# Page excerpt start
By Ashish
'Barack Obama's gotten some heat this weekend for comments he made in San Francisco about people in small-town America becoming frustrated and "bitter" about nothing ever being done in Washington and thus cling to guns and religion. The Clinton camp, sensing that this may be the final Obama issue they can go after, is pushing it extremely hard, as is the McCain camp.
The comments were not worded well by Obama, that's obvious. But ultimately, they boil down to the types of comments he's been making the entire campaign -- that ordinary people feel ignored by Washington. He probably should have left "guns and religion" out of it, but whatever, it's done.
This won't have any impact on the primary with Clinton since its already over. If anything, this will push even more superdelegates to Obama because Clinton is now resorting to a very typical Republican attack against the Democratic nominee and thus basically doing McCain's work for him. All the "elitist" attacks by Clinton are basically copies of some of George W. Bush's attacks on John Kerry in 2004. And normally these attacks would be fair game, but not when Obama's already basically won the nomination. All Clinton is doing now is trying to weaken him in the general election, and doing that will just push superdelegates to try and end this sooner rather than later before Clinton pulls a political suicide bombing and ruins the party's chances in November. And it's not like any of these attacks do anything to portray Clinton as stronger. Nobody thinks she wouldn't be portrayed as an elitist by Republicans either, especially after her tax returns showed over $100 million in earnings since 2000. She is a woman who has had secret service detail for nearly two decades now. If she thinks people buy her as being "in touch" with small town America, the same small town America that her and her campaign have said "don't count" when it comes to voting, she's more out of touch than even I thought. After Clinton won Ohio and the Texas primary, people assumed that superdelegates would start swinging back to her, but instead they continued to endorse Obama because Clinton continued her negative "kitchen sink" strategy against him, and that has turned off many in the party. I suspect the same thing will happen here. Nobody would care if Clinton stayed in the race (even though she can't win) to keep focus on her positive aspects, but people care when she stays in the race (when she can't win) for no other reason than to damage the Democratic nominee and cost the party the election in 2008, and people should care. If the party allows Clinton to wreck what should be an easy Democratic victory in November, they will have nobody to blame but themselves. Democrats always manage to find ways to blow elections they have no business losing (just look at 2004) and seem to be trying their best to blow 2008 as well.
# Page excerpt end
# Extracted material start
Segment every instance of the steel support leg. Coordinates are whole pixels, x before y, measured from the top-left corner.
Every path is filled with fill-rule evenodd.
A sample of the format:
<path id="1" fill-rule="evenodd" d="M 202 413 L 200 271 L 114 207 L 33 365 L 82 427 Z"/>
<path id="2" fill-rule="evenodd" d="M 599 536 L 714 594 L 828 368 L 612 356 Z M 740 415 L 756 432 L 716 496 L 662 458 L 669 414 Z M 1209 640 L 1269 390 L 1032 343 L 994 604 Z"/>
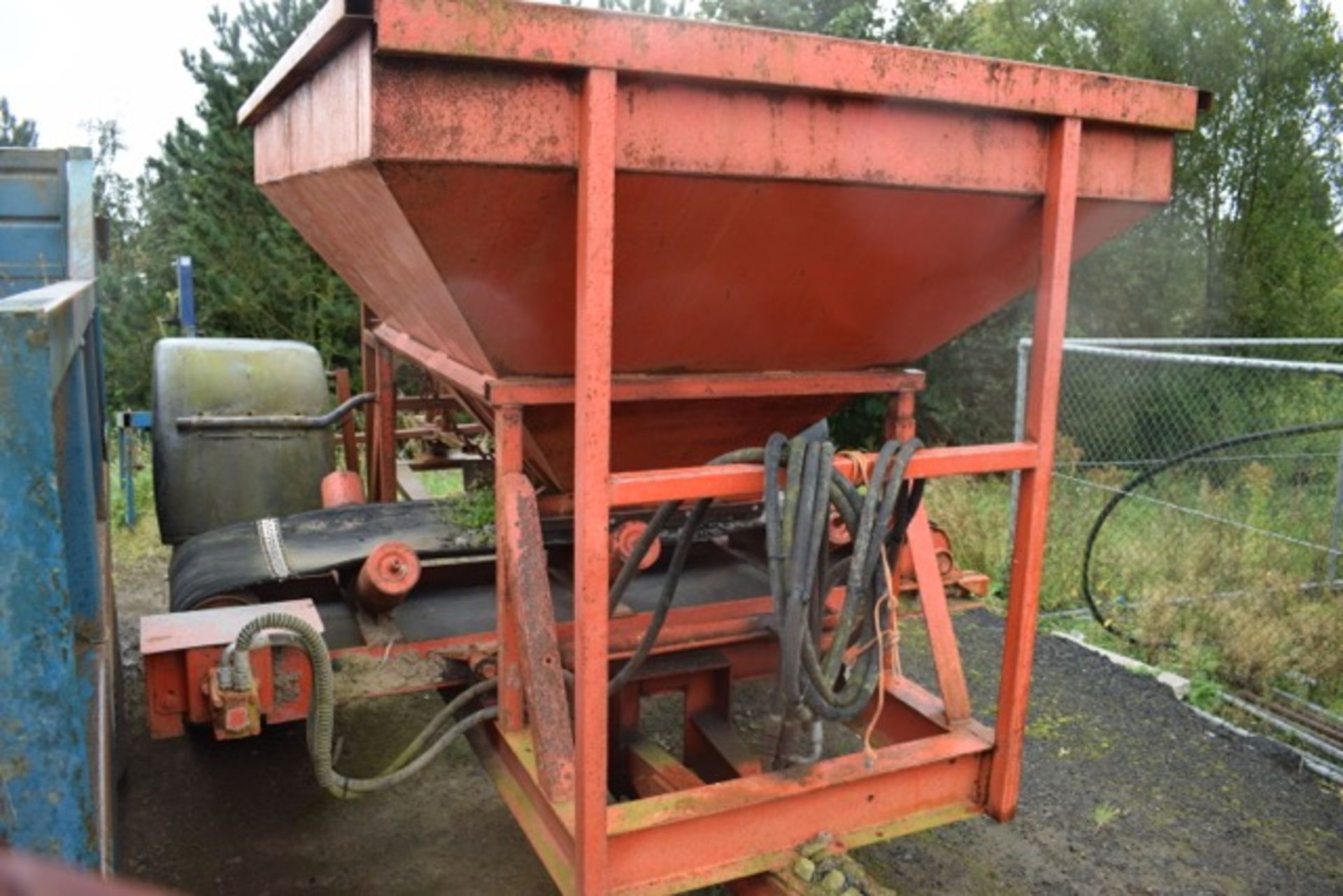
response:
<path id="1" fill-rule="evenodd" d="M 505 482 L 509 476 L 522 473 L 522 408 L 505 406 L 494 412 L 494 482 Z M 505 490 L 494 489 L 494 520 L 508 517 Z M 513 588 L 509 583 L 509 552 L 516 549 L 510 533 L 496 525 L 498 544 L 494 551 L 496 618 L 500 633 L 498 705 L 500 728 L 518 731 L 522 727 L 522 670 L 518 650 L 522 643 L 513 607 Z"/>
<path id="2" fill-rule="evenodd" d="M 579 111 L 575 326 L 573 586 L 580 893 L 606 892 L 607 594 L 611 476 L 611 289 L 615 73 L 591 70 Z"/>
<path id="3" fill-rule="evenodd" d="M 988 814 L 999 821 L 1017 811 L 1021 793 L 1022 742 L 1026 699 L 1035 652 L 1035 619 L 1049 521 L 1049 481 L 1054 467 L 1054 424 L 1058 420 L 1058 384 L 1064 365 L 1064 329 L 1068 318 L 1068 277 L 1073 259 L 1073 220 L 1077 211 L 1077 167 L 1082 124 L 1064 118 L 1049 141 L 1049 171 L 1041 224 L 1042 251 L 1035 324 L 1031 337 L 1030 383 L 1026 398 L 1026 439 L 1038 446 L 1035 465 L 1022 473 L 1017 508 L 1017 540 L 1007 596 L 1007 634 L 998 688 L 995 750 L 988 778 Z"/>

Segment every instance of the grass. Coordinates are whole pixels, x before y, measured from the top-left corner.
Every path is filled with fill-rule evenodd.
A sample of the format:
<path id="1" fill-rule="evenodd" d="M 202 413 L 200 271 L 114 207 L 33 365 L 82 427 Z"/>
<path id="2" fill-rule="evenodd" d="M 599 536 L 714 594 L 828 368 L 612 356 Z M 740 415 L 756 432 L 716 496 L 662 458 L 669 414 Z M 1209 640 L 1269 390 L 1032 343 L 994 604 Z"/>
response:
<path id="1" fill-rule="evenodd" d="M 154 477 L 149 462 L 149 441 L 142 439 L 136 450 L 136 470 L 132 476 L 136 524 L 126 525 L 126 493 L 121 481 L 117 453 L 107 465 L 107 509 L 111 528 L 111 560 L 118 566 L 163 563 L 167 566 L 169 549 L 158 540 L 158 519 L 154 516 Z"/>
<path id="2" fill-rule="evenodd" d="M 1092 821 L 1096 822 L 1096 830 L 1108 827 L 1112 822 L 1117 821 L 1124 810 L 1119 806 L 1112 806 L 1111 803 L 1099 803 L 1092 809 Z"/>
<path id="3" fill-rule="evenodd" d="M 1093 643 L 1180 672 L 1198 705 L 1215 704 L 1221 688 L 1279 686 L 1343 711 L 1343 594 L 1303 588 L 1324 578 L 1322 552 L 1258 532 L 1327 543 L 1332 472 L 1258 462 L 1191 466 L 1144 490 L 1238 525 L 1156 501 L 1120 504 L 1096 544 L 1093 587 L 1121 631 L 1159 646 L 1136 647 L 1089 618 L 1048 617 L 1085 607 L 1088 532 L 1112 489 L 1131 476 L 1097 467 L 1081 482 L 1056 478 L 1041 586 L 1044 627 L 1081 629 Z M 958 564 L 992 575 L 992 599 L 1002 606 L 1010 481 L 937 480 L 927 496 Z"/>

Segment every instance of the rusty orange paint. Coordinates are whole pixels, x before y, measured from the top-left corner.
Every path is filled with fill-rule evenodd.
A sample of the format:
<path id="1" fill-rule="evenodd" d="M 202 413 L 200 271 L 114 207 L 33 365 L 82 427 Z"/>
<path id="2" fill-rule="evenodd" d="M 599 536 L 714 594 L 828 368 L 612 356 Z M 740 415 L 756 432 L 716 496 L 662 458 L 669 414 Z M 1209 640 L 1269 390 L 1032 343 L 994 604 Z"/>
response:
<path id="1" fill-rule="evenodd" d="M 522 408 L 502 407 L 494 416 L 494 480 L 506 482 L 508 477 L 522 472 Z M 508 506 L 508 494 L 494 490 L 494 519 L 505 520 L 513 510 Z M 513 590 L 509 587 L 509 552 L 517 549 L 506 537 L 498 539 L 494 560 L 496 582 L 496 627 L 498 629 L 498 707 L 500 727 L 504 731 L 518 731 L 522 727 L 522 669 L 517 652 L 521 646 L 517 627 L 517 610 L 513 606 Z"/>
<path id="2" fill-rule="evenodd" d="M 611 513 L 611 293 L 615 253 L 615 73 L 583 81 L 573 369 L 573 716 L 577 891 L 604 893 L 607 575 Z"/>
<path id="3" fill-rule="evenodd" d="M 1054 116 L 1086 122 L 1081 257 L 1168 200 L 1172 132 L 1198 106 L 1191 87 L 808 35 L 356 7 L 330 4 L 246 105 L 257 180 L 451 383 L 498 383 L 486 423 L 490 403 L 560 400 L 573 375 L 584 66 L 616 73 L 618 375 L 908 363 L 1034 285 Z M 614 469 L 702 463 L 843 400 L 633 400 L 612 412 Z M 649 438 L 651 419 L 702 450 Z M 571 490 L 569 408 L 529 430 L 532 473 Z"/>
<path id="4" fill-rule="evenodd" d="M 497 633 L 479 638 L 500 654 L 501 719 L 473 736 L 564 889 L 759 873 L 821 823 L 862 844 L 1011 817 L 1069 265 L 1168 200 L 1174 134 L 1198 105 L 1175 85 L 494 0 L 333 0 L 248 99 L 258 184 L 365 304 L 365 376 L 388 388 L 389 351 L 430 371 L 494 433 L 498 481 L 525 470 L 553 492 L 544 512 L 573 516 L 576 618 L 553 643 L 575 666 L 575 799 L 543 785 L 552 736 L 524 715 L 520 652 L 549 656 L 551 625 L 520 631 L 509 584 L 526 579 L 517 552 L 536 547 L 513 525 Z M 1025 438 L 928 449 L 909 466 L 1023 473 L 995 729 L 970 717 L 920 513 L 909 556 L 943 697 L 892 677 L 870 711 L 874 756 L 749 774 L 714 727 L 723 681 L 653 677 L 639 688 L 685 690 L 704 719 L 689 752 L 725 779 L 701 786 L 635 758 L 616 778 L 633 768 L 673 793 L 607 806 L 638 715 L 637 695 L 607 700 L 608 661 L 647 625 L 607 618 L 611 508 L 756 501 L 759 466 L 708 461 L 854 394 L 896 392 L 888 434 L 912 437 L 921 377 L 897 382 L 904 365 L 1033 287 Z M 385 418 L 371 430 L 371 494 L 385 497 L 395 431 Z M 870 462 L 838 467 L 861 481 Z M 768 674 L 768 598 L 677 609 L 658 650 L 712 647 L 729 684 Z M 154 680 L 192 681 L 200 653 L 185 672 L 164 658 Z M 195 712 L 189 688 L 152 690 L 160 727 L 175 700 Z"/>
<path id="5" fill-rule="evenodd" d="M 1039 447 L 1038 463 L 1021 476 L 1021 502 L 1013 543 L 1007 630 L 1002 680 L 998 685 L 998 748 L 988 776 L 988 813 L 1007 821 L 1017 813 L 1026 700 L 1035 653 L 1039 579 L 1049 523 L 1049 482 L 1054 467 L 1054 424 L 1064 368 L 1064 328 L 1068 320 L 1069 258 L 1077 207 L 1077 164 L 1082 122 L 1065 118 L 1054 126 L 1045 192 L 1044 250 L 1035 297 L 1034 343 L 1026 387 L 1026 438 Z"/>

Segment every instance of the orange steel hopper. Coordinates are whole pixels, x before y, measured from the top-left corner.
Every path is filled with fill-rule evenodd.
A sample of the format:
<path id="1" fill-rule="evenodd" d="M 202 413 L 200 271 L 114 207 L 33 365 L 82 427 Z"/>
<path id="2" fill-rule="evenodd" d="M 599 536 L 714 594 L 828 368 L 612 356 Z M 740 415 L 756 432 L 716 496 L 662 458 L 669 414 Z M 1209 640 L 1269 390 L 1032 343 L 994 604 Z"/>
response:
<path id="1" fill-rule="evenodd" d="M 496 625 L 471 649 L 498 720 L 473 747 L 563 891 L 786 868 L 818 826 L 855 846 L 1013 817 L 1069 266 L 1170 199 L 1199 106 L 1191 87 L 501 0 L 333 0 L 267 75 L 239 113 L 257 181 L 364 302 L 371 500 L 395 500 L 393 353 L 493 429 Z M 612 657 L 655 630 L 610 615 L 614 509 L 760 500 L 760 465 L 701 465 L 855 394 L 894 392 L 888 435 L 911 439 L 923 375 L 902 365 L 1031 287 L 1023 438 L 905 470 L 1022 474 L 992 728 L 923 509 L 907 544 L 937 693 L 882 669 L 870 755 L 743 756 L 731 685 L 780 665 L 757 592 L 669 610 L 662 665 L 608 699 Z M 545 501 L 573 514 L 559 622 Z M 684 763 L 638 736 L 639 697 L 666 690 Z M 616 785 L 638 799 L 608 805 Z"/>
<path id="2" fill-rule="evenodd" d="M 612 367 L 631 383 L 913 361 L 1035 285 L 1052 117 L 1085 124 L 1077 258 L 1170 199 L 1171 132 L 1198 103 L 1107 75 L 496 0 L 332 3 L 318 24 L 242 110 L 257 183 L 385 343 L 475 399 L 573 375 L 586 70 L 620 75 Z M 619 398 L 615 470 L 701 463 L 845 396 Z M 564 490 L 572 426 L 564 402 L 526 422 L 533 472 Z"/>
# Extracted material end
Task set
A. Copy the post on Obama's remarks from "The comments were" down to "whatever, it's done.", substituting "race" for "campaign".
B. Answer these questions from the post on Obama's remarks.
(i) In what city did Obama make the comments?
(ii) Since what year did Clinton's tax returns show over $100 million in earnings?
(iii) Whose 2004 attacks on John Kerry are Clinton's "elitist" attacks said to copy?

Responses per task
A.
The comments were not worded well by Obama, that's obvious. But ultimately, they boil down to the types of comments he's been making the entire race -- that ordinary people feel ignored by Washington. He probably should have left "guns and religion" out of it, but whatever, it's done.

B.
(i) San Francisco
(ii) 2000
(iii) George W. Bush's